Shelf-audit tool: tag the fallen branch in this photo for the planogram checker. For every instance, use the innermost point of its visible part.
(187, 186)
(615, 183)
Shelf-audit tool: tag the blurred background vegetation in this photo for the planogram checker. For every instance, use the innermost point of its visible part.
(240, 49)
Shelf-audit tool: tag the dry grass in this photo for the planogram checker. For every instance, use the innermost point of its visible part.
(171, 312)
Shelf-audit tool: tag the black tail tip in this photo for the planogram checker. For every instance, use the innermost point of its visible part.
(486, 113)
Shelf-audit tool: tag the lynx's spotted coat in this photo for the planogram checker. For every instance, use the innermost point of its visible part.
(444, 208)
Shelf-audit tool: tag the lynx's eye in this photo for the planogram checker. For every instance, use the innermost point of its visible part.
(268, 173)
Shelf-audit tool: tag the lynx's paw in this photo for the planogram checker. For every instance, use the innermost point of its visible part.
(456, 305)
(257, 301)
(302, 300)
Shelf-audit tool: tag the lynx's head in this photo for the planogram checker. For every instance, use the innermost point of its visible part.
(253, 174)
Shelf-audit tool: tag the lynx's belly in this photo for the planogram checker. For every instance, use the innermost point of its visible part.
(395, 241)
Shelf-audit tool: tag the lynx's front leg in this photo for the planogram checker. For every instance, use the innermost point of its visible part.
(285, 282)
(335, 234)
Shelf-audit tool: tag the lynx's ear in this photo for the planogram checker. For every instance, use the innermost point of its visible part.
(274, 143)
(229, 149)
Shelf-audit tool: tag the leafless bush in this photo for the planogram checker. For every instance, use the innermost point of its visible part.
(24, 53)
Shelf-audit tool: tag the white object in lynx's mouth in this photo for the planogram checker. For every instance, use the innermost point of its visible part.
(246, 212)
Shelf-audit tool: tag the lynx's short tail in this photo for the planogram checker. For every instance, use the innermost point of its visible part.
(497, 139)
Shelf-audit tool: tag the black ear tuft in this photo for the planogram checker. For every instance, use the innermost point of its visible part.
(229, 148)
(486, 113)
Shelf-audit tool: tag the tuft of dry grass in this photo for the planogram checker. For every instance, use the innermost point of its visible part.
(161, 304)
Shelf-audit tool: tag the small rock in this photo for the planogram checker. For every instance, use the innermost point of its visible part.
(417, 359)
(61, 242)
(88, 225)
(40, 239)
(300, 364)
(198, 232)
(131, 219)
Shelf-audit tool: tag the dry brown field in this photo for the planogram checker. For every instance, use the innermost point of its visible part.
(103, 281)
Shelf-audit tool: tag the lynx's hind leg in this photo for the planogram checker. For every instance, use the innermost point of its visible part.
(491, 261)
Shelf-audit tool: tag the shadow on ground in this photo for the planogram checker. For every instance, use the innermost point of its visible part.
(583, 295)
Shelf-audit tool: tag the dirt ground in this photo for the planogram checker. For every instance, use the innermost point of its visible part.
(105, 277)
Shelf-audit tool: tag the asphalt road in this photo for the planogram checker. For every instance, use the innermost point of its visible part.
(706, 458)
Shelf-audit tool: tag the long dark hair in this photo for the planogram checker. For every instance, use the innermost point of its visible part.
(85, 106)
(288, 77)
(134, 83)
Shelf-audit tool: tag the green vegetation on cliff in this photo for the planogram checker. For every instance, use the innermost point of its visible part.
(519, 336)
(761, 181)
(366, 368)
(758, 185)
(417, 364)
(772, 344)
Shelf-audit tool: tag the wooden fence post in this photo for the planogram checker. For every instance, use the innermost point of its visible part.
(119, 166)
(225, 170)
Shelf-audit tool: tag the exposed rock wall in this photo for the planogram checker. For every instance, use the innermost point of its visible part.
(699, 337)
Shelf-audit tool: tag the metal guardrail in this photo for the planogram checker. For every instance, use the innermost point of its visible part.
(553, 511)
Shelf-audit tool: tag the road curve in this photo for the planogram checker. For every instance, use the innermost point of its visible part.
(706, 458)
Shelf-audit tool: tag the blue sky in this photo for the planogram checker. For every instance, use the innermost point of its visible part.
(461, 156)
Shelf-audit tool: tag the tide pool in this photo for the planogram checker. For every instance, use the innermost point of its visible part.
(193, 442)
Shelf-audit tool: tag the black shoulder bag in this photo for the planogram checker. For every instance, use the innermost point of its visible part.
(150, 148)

▶ Exercise goal: Only a verbatim transcription of the lines from the one containing "Shelf-audit tool: tag the metal" through the last line of the records counts as the answer.

▶ Expected output:
Shelf-audit tool: tag the metal guardrail in this photo for the planogram checker. For every instance, use the innermost point of its visible part.
(553, 511)
Shelf-audit tool: tag the road curve in this photo for the planogram checker. For every instance, use the innermost point of its visible part.
(706, 458)
Shelf-audit tool: tag the blue sky in this photo for the planogram checker. For every instance, use the innermost point of its visible part.
(461, 156)
Shelf-audit tool: tag the tide pool in this photo for the planogram checker. For every instance, use the innermost point of its visible part.
(193, 442)
Shelf-audit tool: tag the black shoulder bag in this photo for the planogram checker. For every instance, use the innermost point of its visible part.
(150, 148)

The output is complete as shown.